--- TRECHO SELECIONADO ---
<<<<
1943: Estréia de "As Moscas" de Sartre
No dia 3 de junho de 1943, estreou no "Théatre de la Cité", em Paris, a versão moderna do drama de Eurípedes "As Moscas" (Les Mouches), sob a direção de Jean-Paul Sartre. Nesta época, em plena Segunda Guerra Mundial, a França está ocupada pelo nazistas, que proíbem a peça logo depois da estréia.
"O homem está condenado a construir o seu próprio destino". Foi com essa noção de livre arbítrio – um dos pilares do existencialismo – que Jean Paul Sartre modernizou um antigo drama grego em As Moscas (1943). A obra retoma o mito de Orestes e tem como tema central a liberdade de escolha e a responsabilidade na ação humana.
Segundo a mitologia, o jovem grego Orestes salvou sua cidade natal, Argos, dos remorsos que a cobriam, desde que sua mãe Clitemnestra e Egisto, atual rei e padrasto de Orestes, mataram seu pai, o rei Agamêmnon. Após o assassinato, Egisto e Clitemnestra assumiram o governo e tiranizaram o povo.
>>>>
--- MATERIAL FORNECIDO ---
<<<<
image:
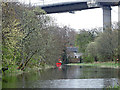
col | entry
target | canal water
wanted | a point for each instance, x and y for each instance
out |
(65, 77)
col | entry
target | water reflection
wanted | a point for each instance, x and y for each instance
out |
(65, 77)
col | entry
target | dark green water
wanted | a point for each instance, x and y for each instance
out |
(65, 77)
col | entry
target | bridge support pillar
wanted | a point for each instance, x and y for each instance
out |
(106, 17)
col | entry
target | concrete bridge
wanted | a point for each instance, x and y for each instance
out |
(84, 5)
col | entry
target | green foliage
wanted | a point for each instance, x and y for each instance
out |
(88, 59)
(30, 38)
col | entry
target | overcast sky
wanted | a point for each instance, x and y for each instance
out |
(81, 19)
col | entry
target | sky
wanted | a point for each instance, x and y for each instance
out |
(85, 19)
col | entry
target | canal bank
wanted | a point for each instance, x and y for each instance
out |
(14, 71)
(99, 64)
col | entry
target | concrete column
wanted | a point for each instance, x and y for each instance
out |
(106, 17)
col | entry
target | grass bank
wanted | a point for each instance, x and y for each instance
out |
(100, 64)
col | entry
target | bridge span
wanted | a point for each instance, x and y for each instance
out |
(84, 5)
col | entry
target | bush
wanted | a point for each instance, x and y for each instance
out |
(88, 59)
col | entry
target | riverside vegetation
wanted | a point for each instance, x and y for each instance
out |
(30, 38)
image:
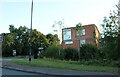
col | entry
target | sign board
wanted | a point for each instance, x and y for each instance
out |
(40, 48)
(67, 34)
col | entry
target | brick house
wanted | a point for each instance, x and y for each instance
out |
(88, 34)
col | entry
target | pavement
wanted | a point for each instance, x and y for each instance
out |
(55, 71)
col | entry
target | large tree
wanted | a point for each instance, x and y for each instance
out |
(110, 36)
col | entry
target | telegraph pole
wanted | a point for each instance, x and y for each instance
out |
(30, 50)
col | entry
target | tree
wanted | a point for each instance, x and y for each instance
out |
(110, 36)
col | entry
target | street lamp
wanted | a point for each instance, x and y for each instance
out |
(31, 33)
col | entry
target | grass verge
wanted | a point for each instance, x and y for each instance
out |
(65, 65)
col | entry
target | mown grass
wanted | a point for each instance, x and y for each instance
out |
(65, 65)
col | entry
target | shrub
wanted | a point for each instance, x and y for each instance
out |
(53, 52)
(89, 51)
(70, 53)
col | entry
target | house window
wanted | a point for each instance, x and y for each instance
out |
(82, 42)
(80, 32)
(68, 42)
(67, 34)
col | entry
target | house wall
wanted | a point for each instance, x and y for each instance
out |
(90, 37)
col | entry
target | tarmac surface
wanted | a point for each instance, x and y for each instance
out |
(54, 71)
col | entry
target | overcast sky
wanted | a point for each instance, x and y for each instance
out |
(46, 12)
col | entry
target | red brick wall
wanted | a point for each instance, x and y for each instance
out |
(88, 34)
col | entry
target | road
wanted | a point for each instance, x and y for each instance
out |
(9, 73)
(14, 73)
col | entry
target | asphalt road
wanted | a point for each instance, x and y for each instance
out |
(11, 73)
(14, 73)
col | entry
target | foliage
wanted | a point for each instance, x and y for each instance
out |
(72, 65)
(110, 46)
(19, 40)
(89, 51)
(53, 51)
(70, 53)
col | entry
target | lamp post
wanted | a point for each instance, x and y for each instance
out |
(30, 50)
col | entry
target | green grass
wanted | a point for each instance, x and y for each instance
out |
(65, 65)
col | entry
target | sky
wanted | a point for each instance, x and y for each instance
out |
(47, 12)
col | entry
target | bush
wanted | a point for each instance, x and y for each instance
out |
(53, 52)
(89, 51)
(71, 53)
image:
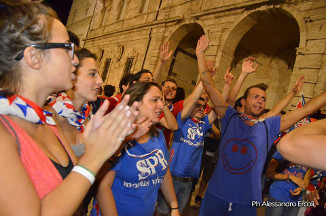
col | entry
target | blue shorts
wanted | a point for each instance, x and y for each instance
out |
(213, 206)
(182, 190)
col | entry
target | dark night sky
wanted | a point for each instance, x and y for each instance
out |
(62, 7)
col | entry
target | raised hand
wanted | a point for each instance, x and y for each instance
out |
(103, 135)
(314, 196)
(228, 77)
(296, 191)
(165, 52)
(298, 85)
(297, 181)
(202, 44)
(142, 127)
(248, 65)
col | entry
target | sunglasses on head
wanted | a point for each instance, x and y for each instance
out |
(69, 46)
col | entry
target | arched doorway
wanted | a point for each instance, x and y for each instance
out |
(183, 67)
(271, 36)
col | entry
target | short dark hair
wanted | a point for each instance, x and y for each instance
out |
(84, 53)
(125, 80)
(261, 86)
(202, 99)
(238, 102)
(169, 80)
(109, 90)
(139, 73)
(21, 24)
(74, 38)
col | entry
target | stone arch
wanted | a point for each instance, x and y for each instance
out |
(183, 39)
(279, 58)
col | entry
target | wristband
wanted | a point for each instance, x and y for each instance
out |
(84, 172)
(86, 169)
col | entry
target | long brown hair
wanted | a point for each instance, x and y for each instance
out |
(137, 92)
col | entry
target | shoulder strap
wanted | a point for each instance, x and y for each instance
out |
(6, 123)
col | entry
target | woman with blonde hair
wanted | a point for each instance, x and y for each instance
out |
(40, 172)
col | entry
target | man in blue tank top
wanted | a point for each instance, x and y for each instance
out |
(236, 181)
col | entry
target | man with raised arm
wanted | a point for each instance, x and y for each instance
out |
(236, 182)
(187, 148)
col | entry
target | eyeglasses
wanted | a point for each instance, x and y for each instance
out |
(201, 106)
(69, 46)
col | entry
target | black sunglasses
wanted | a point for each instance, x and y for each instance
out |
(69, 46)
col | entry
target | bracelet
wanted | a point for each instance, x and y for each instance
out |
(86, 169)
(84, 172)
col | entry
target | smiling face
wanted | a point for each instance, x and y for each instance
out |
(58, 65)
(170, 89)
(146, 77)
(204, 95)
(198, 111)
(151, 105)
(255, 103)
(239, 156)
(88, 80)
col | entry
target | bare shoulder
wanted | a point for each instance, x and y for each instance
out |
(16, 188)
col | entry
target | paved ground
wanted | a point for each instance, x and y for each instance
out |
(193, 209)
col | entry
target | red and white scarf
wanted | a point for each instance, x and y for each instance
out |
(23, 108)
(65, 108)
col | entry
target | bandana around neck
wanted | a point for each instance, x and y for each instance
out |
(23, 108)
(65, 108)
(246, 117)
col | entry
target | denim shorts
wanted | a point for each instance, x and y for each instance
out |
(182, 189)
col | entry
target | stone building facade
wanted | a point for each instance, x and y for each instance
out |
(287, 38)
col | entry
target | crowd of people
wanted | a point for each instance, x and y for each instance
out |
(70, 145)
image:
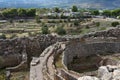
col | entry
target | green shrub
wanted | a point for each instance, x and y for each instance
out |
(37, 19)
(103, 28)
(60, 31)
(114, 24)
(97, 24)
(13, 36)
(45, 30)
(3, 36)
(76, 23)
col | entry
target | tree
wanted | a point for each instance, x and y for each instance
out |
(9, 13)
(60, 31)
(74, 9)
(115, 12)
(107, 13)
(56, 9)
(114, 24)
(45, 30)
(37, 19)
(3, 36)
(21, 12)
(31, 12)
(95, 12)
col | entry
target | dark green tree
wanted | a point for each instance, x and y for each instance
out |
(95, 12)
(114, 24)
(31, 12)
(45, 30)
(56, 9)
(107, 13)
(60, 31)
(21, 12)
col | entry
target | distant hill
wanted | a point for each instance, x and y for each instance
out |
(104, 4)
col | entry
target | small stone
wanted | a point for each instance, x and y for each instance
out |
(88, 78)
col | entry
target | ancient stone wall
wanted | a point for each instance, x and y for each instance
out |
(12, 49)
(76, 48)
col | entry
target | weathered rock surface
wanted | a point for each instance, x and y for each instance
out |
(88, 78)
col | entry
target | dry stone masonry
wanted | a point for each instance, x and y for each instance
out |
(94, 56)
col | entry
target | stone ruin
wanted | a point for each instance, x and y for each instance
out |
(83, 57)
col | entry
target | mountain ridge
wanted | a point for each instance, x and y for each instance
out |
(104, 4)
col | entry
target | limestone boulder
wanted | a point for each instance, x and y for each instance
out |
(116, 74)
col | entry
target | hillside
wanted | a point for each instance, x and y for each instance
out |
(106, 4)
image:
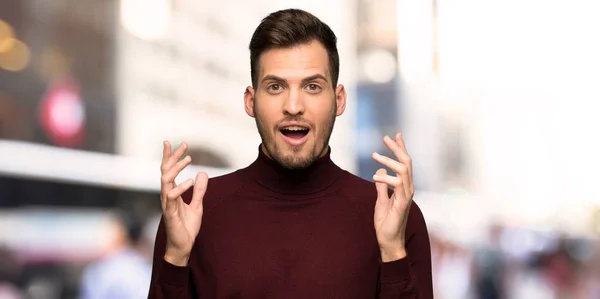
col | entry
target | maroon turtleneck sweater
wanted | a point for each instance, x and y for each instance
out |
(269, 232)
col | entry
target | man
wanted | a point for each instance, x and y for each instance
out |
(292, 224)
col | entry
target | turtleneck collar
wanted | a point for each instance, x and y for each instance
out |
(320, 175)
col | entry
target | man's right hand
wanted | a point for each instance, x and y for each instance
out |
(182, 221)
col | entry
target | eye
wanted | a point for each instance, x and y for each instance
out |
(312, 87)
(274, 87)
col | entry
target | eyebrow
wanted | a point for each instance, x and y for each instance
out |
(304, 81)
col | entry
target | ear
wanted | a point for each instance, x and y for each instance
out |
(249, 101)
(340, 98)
>>>>
<<<<
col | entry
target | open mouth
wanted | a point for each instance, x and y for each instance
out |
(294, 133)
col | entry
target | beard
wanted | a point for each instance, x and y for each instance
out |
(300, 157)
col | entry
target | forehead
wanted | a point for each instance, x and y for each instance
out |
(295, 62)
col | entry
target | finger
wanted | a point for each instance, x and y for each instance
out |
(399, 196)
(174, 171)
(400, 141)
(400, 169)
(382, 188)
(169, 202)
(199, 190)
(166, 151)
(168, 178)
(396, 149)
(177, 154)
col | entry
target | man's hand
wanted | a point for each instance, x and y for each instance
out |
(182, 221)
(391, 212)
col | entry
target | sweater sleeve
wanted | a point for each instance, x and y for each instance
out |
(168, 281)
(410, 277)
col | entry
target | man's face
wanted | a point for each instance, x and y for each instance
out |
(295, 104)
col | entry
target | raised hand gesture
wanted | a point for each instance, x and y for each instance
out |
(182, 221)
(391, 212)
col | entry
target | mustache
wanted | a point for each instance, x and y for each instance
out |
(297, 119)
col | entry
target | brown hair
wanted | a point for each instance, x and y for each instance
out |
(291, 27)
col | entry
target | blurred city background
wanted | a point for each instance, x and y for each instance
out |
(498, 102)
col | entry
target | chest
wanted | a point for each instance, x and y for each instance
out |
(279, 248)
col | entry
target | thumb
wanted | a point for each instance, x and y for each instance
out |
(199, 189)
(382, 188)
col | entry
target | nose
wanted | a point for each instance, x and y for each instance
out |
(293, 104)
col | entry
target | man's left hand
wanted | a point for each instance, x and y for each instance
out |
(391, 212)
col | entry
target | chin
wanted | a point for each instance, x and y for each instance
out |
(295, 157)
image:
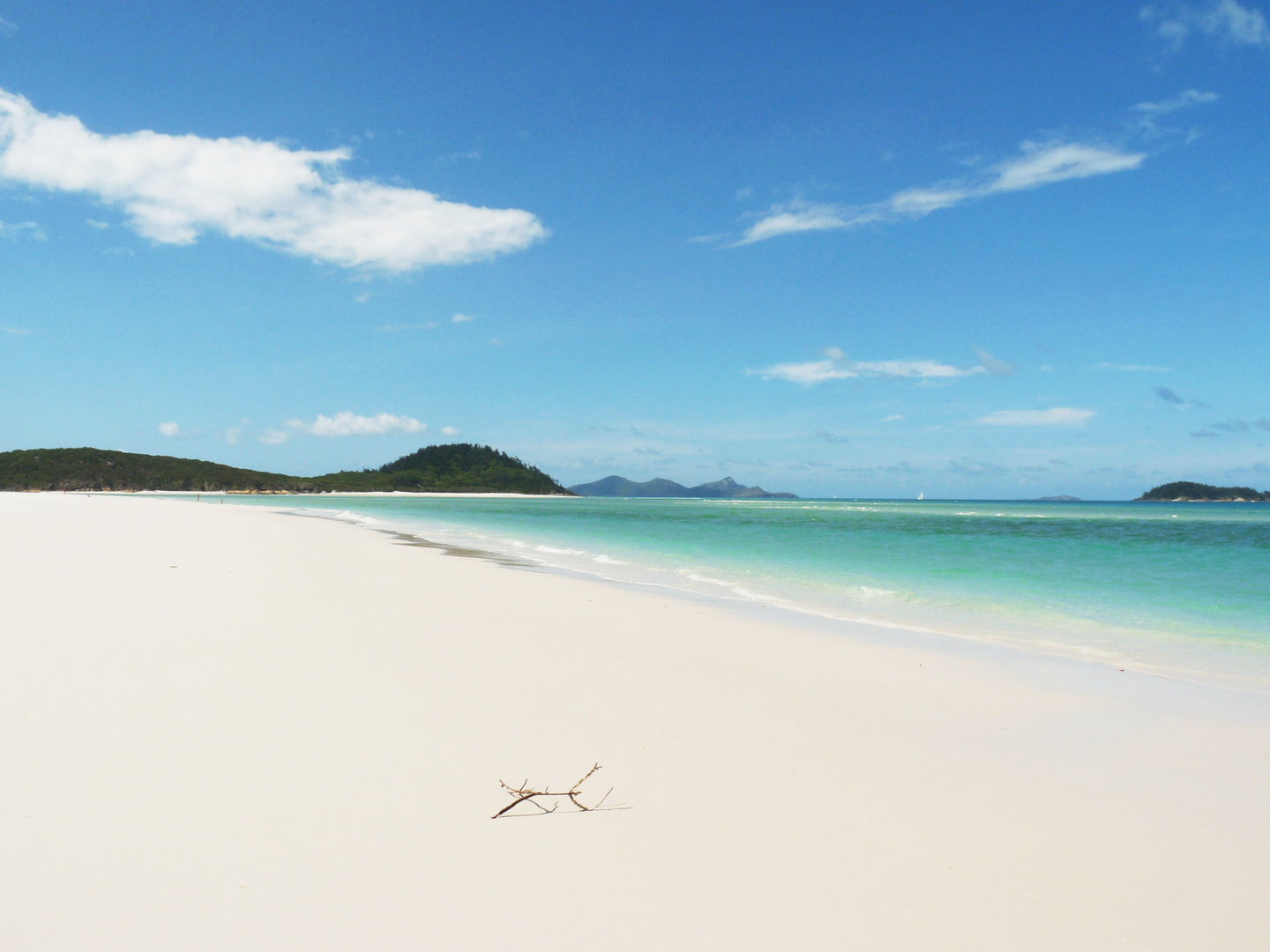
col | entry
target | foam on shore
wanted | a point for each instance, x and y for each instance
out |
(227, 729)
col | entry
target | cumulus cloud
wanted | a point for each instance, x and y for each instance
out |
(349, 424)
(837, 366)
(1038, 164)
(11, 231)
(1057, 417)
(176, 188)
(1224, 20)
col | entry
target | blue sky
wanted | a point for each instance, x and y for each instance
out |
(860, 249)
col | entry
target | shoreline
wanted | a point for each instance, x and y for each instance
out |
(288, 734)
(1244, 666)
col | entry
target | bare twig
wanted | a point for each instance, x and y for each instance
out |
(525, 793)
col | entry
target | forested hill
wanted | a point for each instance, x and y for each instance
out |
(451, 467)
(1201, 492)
>>>>
--- ENUNCIADO ---
Pode transcrever, sem nenhuma alteração, o texto inteiro sobre a estreia de As Moscas? Não é preciso recorrer ao material.

--- RESULTADO FINAL ---
1943: Estréia de "As Moscas" de Sartre
No dia 3 de junho de 1943, estreou no "Théatre de la Cité", em Paris, a versão moderna do drama de Eurípedes "As Moscas" (Les Mouches), sob a direção de Jean-Paul Sartre. Nesta época, em plena Segunda Guerra Mundial, a França está ocupada pelo nazistas, que proíbem a peça logo depois da estréia.
"O homem está condenado a construir o seu próprio destino". Foi com essa noção de livre arbítrio – um dos pilares do existencialismo – que Jean Paul Sartre modernizou um antigo drama grego em As Moscas (1943). A obra retoma o mito de Orestes e tem como tema central a liberdade de escolha e a responsabilidade na ação humana.
Segundo a mitologia, o jovem grego Orestes salvou sua cidade natal, Argos, dos remorsos que a cobriam, desde que sua mãe Clitemnestra e Egisto, atual rei e padrasto de Orestes, mataram seu pai, o rei Agamêmnon. Após o assassinato, Egisto e Clitemnestra assumiram o governo e tiranizaram o povo.